--- Task directions ---
Scale the point coordinates in the material below, from the line containing "Teacher note: indicate the rocky" through the final line, inclusive. Multiply each coordinate by 2.4, round to whole numbers with halves going up, and reproduce only those lines in full with all other text unchanged.

--- Information shown ---
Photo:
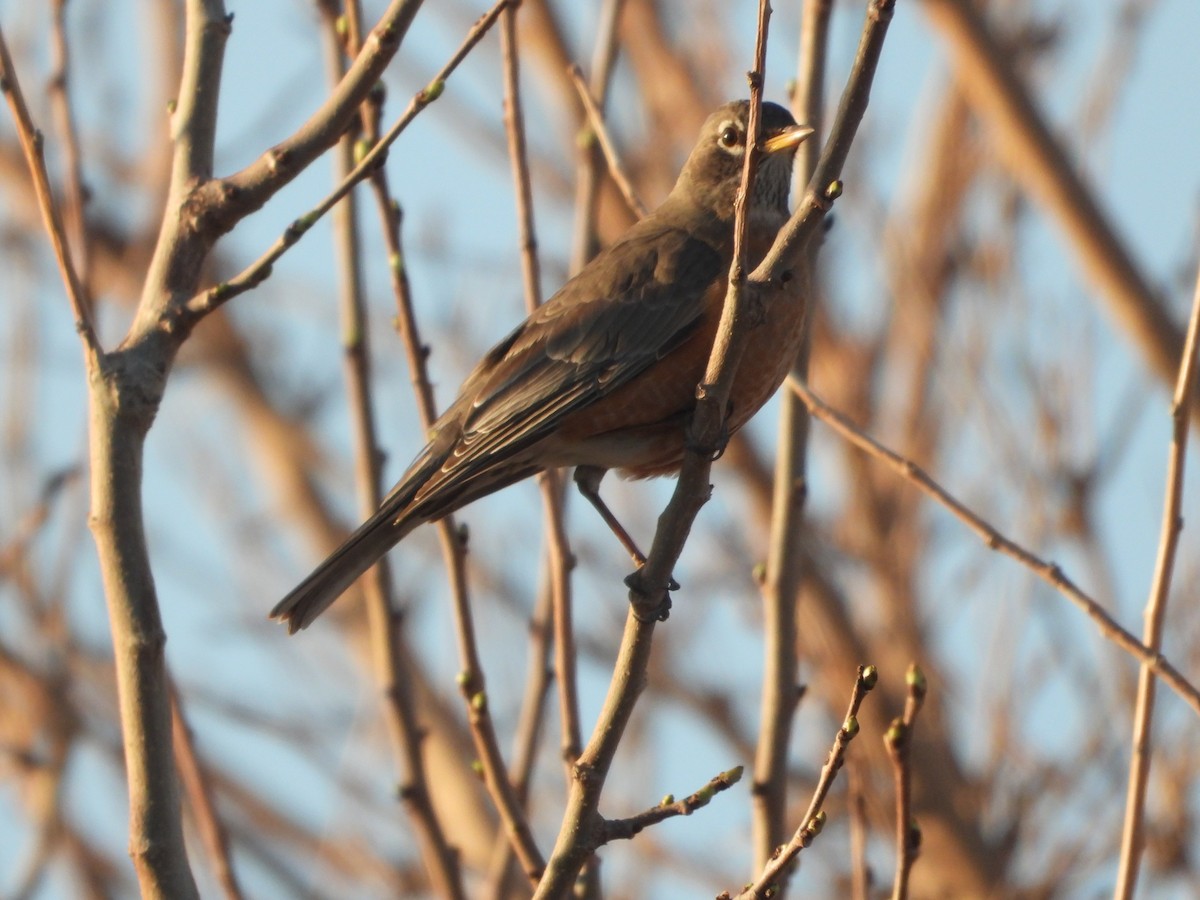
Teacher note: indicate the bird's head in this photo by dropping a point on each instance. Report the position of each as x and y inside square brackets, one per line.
[713, 171]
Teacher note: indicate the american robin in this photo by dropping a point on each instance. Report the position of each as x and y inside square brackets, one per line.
[604, 375]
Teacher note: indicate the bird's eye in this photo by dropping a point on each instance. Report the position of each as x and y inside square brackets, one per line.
[730, 137]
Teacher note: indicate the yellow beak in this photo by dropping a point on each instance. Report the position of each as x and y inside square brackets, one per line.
[786, 138]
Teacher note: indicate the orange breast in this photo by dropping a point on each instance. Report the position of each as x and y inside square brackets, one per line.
[639, 429]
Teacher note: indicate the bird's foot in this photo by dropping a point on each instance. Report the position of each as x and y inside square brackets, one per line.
[649, 604]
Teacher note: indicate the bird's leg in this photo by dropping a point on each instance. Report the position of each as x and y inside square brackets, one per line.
[587, 479]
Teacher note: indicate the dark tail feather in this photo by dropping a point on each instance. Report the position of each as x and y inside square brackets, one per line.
[345, 565]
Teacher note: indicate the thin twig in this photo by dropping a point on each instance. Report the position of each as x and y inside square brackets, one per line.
[773, 873]
[551, 483]
[577, 838]
[587, 168]
[1050, 573]
[31, 144]
[784, 571]
[898, 742]
[1156, 611]
[75, 192]
[595, 120]
[384, 624]
[256, 273]
[528, 730]
[670, 808]
[859, 870]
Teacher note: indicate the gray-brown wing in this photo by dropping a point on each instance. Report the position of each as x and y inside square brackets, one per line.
[630, 306]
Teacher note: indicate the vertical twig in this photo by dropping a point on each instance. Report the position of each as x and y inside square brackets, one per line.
[577, 837]
[76, 193]
[600, 133]
[31, 144]
[1132, 839]
[772, 880]
[551, 483]
[587, 169]
[384, 623]
[859, 870]
[784, 561]
[898, 742]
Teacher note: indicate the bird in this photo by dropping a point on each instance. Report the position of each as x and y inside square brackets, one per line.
[604, 375]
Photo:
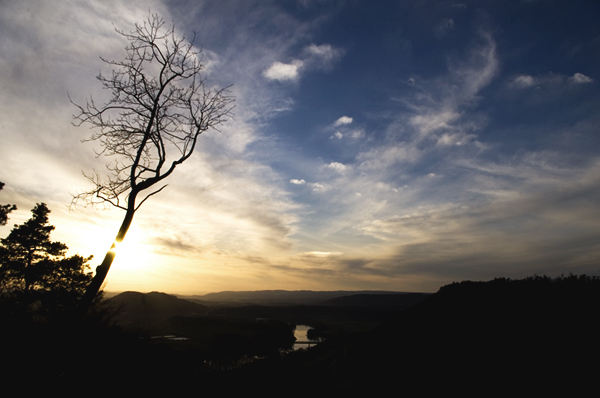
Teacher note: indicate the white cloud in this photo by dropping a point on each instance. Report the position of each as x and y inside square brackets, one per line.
[317, 187]
[342, 121]
[323, 56]
[580, 78]
[283, 72]
[523, 81]
[339, 167]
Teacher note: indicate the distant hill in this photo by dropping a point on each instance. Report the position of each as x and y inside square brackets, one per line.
[154, 306]
[278, 297]
[530, 335]
[402, 300]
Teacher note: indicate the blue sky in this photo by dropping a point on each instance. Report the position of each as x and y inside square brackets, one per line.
[397, 145]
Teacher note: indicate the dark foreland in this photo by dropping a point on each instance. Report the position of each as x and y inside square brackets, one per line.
[530, 336]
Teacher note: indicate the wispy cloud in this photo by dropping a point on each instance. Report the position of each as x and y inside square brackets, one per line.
[283, 72]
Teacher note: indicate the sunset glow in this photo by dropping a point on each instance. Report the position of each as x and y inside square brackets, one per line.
[393, 145]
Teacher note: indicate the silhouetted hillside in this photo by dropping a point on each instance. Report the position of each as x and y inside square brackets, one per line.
[154, 306]
[278, 297]
[530, 335]
[399, 300]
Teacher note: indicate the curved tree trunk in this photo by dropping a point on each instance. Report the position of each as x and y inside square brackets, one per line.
[102, 270]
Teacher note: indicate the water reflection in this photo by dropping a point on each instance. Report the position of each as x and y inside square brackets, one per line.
[302, 341]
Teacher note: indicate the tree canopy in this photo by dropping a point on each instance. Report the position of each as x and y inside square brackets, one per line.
[36, 270]
[160, 104]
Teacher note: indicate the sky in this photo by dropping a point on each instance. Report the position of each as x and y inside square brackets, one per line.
[375, 145]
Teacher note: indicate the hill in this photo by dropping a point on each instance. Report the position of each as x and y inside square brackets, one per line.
[277, 297]
[136, 307]
[533, 335]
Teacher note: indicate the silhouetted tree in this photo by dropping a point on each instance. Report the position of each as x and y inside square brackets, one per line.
[5, 209]
[35, 270]
[159, 107]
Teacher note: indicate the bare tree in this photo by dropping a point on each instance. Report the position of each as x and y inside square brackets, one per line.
[159, 107]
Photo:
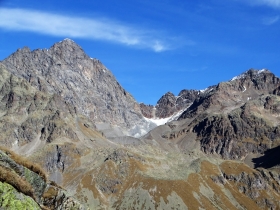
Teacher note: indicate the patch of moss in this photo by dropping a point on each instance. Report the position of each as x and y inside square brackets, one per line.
[11, 199]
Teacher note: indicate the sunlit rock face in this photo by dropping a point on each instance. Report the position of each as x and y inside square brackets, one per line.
[214, 148]
[84, 82]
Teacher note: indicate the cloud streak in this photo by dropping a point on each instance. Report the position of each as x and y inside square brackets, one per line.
[270, 20]
[77, 27]
[270, 3]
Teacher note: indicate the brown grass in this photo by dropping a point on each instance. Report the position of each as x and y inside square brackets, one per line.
[16, 181]
[26, 163]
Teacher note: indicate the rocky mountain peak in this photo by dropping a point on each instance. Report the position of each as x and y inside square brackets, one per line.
[84, 82]
[67, 47]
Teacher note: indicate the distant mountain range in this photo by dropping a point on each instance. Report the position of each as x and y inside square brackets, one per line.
[203, 149]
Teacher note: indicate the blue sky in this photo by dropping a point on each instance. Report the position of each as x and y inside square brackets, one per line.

--- Final answer ---
Teacher note: indicate the rocky mountain peak in this photo by dropping a point on each instance. Report the position of each as x and y inside square brackets, one per line.
[202, 197]
[161, 113]
Teacher note: indicate the distant mountain range in this photo by dropping a point on each instance. Report the position of each as x and y inside square brackets, one per line.
[487, 358]
Teacher note: indicate the blue sky in this photo by dropping a point on each instance. Report the position of each as x and y inside square brackets, one per line.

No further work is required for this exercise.